■ YOUR OBJECTIVE ■
Copy every line of the listing exactly.

#####

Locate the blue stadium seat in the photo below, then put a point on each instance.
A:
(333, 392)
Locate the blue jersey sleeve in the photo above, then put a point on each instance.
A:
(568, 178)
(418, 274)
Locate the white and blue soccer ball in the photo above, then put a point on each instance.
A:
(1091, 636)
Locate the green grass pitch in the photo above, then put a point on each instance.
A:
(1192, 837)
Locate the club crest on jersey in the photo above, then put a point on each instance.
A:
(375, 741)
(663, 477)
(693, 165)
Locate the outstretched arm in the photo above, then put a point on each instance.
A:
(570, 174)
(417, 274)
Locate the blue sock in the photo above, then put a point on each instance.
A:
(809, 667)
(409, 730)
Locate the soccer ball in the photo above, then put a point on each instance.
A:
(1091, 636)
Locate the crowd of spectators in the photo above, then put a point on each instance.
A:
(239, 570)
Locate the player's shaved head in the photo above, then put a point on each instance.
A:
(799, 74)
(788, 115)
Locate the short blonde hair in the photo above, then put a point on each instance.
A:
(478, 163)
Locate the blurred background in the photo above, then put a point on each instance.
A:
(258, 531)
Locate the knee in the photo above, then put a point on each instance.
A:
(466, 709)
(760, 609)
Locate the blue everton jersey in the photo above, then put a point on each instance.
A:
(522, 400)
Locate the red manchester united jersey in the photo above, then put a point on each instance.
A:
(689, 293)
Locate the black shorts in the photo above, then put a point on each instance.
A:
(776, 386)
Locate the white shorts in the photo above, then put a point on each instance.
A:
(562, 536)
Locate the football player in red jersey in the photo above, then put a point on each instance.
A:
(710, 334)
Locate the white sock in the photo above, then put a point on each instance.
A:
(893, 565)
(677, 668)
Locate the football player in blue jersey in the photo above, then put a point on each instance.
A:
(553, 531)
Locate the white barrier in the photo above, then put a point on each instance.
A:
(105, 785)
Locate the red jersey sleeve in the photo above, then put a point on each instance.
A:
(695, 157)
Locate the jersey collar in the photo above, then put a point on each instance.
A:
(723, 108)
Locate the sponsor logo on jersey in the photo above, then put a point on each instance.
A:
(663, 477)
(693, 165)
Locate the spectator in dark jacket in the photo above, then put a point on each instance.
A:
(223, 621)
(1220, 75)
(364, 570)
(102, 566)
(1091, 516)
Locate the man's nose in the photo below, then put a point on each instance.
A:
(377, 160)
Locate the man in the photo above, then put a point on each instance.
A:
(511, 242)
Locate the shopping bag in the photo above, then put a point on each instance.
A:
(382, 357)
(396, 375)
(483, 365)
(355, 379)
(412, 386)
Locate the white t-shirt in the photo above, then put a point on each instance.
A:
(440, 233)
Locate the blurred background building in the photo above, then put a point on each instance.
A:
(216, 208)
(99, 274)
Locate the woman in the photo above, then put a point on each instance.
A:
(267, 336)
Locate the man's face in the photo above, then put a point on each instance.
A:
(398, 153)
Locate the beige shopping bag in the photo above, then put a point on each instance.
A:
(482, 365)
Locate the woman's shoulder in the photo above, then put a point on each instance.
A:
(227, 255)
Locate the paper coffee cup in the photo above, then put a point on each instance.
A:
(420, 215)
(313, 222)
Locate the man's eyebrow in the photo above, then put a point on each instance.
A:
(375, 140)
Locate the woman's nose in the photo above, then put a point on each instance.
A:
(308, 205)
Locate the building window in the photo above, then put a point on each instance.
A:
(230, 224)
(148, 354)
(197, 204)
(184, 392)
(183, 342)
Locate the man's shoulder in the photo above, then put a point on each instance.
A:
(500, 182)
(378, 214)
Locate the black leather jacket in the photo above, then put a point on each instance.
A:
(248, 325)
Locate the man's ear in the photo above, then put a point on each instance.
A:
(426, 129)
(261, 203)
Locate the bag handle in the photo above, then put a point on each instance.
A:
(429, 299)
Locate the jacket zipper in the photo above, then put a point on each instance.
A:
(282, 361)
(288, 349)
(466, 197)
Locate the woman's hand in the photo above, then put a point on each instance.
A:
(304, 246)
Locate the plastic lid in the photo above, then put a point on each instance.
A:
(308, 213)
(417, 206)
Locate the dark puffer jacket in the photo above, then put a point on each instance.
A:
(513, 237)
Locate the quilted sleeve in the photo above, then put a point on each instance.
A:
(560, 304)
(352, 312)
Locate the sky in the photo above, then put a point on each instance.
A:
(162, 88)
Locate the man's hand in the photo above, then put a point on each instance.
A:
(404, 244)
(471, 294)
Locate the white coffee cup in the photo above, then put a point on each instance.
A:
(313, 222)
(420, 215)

#####

■ ANSWER TO THIS TASK ■
Locate the blue stadium seat in the photo below, then put a point on each instance.
A:
(333, 392)
Locate the blue jersey sleeve in the photo above, then put a point on each instance.
A:
(568, 178)
(418, 274)
Locate the white and blue soccer ball in the photo above, then put a point on each instance.
A:
(1091, 636)
Locate the green grass pitch in the photo above, then put a point on each instance.
A:
(1192, 837)
Locate the club crest on jersey in the photo above, then put a point on each instance.
A:
(375, 741)
(663, 477)
(693, 165)
Locate the outstretched arm in the photo above, then put a point on each instance.
A:
(570, 174)
(417, 274)
Locate the blue sock in the photo above, then put a point on each instance.
A:
(809, 667)
(409, 730)
Locate the soccer ball in the photo above, then put a point on each instance.
A:
(1091, 636)
Locate the crowd of spectators in the photo above, then put a point on each instance.
A:
(239, 570)
Locate the player's shaved head in the photo above, then put a point on each instance.
A:
(799, 74)
(788, 115)
Locate the short blonde hair in the photo above, then put a point on each instance.
A:
(478, 163)
Locate the blurred background in the photo above, then put a point on each instance.
A:
(258, 531)
Locate the knee in the photo above, then put a point on each instance.
A:
(466, 709)
(760, 609)
Locate the blue everton jersey in the photo above, then put a point on each instance.
A:
(522, 400)
Locate the red manchester united jersey in the photo above, then put a point on each instance.
A:
(689, 293)
Locate the black shorts in the photo above, then put a point on each instance.
A:
(776, 386)
Locate the white shorts in the photo above, then put a point on each instance.
A:
(562, 536)
Locate the football player in red jersey in the photo above, then put a point on each instance.
A:
(710, 334)
Locate the white sock in the photo above, then put a point on each instance.
A:
(893, 565)
(677, 668)
Locate the football player in blue jersey in the photo above, then put a point on each instance.
A:
(553, 531)
Locate the white barrier in the photo above, then put a point on each instance.
A:
(105, 785)
Locate the red jersey sleeve in the photo above, then put a point on each instance.
A:
(695, 157)
Locate the jersey collar in the photo above, then put a point on each instance.
A:
(723, 108)
Locate the sponsor logo on jersey in the photo above, then put a point on each instance.
A:
(663, 477)
(693, 165)
Locate the spectator in dark jacket in the photo above, then put a point on each instance.
A:
(223, 621)
(1220, 75)
(364, 570)
(102, 566)
(1091, 516)
Locate the man's nose in the photo below, then put a point on each instance.
A:
(377, 160)
Locate the man in the photo above, then put a point on each instance.
A:
(511, 242)
Locate the shopping bag in the photo above, then put a point on each instance.
A:
(382, 357)
(396, 375)
(483, 365)
(355, 379)
(412, 386)
Locate the white t-shirt in the photo above, then put a point on each instance.
A:
(440, 233)
Locate the blurred background building in the photo above, then put a point on each instance.
A:
(216, 208)
(99, 274)
Locate the woman in the photo above, then put a point on each instance.
A:
(267, 336)
Locate the man's face in the photo above, then put a point on each instance.
A:
(398, 153)
Locate the beige shopping bag in the photo above, then put a point on each instance.
A:
(482, 365)
Locate the woman's shoulder in the photo above, then put a point on each instance.
A:
(227, 255)
Locate the paper coffee cup in the photo above, then put a point on each instance.
A:
(420, 215)
(313, 222)
Locate the man's eyebrow in the photo above, then put a point on each instance.
A:
(375, 140)
Locate the woman's nose in the photo above, then put a point on each instance.
A:
(308, 205)
Locate the building window in the photo above, then put a point on each instance.
A:
(230, 224)
(148, 354)
(197, 204)
(184, 392)
(183, 342)
Locate the man's shoulder in the photo above, then put a point on each instance.
A:
(500, 182)
(378, 214)
Locate the black leather jacket in the photo above, then put a point on each instance.
A:
(248, 325)
Locate the man's ear in the photo above, then put a point on each instance.
A:
(426, 129)
(261, 203)
Locate the bag handle in the photo above, then put a point on each instance.
A:
(429, 299)
Locate the jacket zipper in the photo above, then put a point on each instance.
A:
(282, 361)
(288, 349)
(466, 197)
Locate the woman's hand in the photo above, then put a point on each instance.
A:
(304, 246)
Locate the plastic lid in the photo above, then put a point on each instance.
A:
(308, 213)
(417, 206)
Locate the dark puffer jacket in the photo above, then put a point on each instance.
A:
(513, 237)
Locate the quilted sleeve in the photo above, then put a point on each instance.
A:
(560, 304)
(352, 312)
Locate the sky in the photo above, then put a point on each instance.
A:
(162, 88)
Locate the man's hand in the photo above, then put a point on each instance.
A:
(404, 244)
(471, 294)
Locate the white coffee cup in the photo above, then put a point on each instance.
A:
(313, 222)
(420, 215)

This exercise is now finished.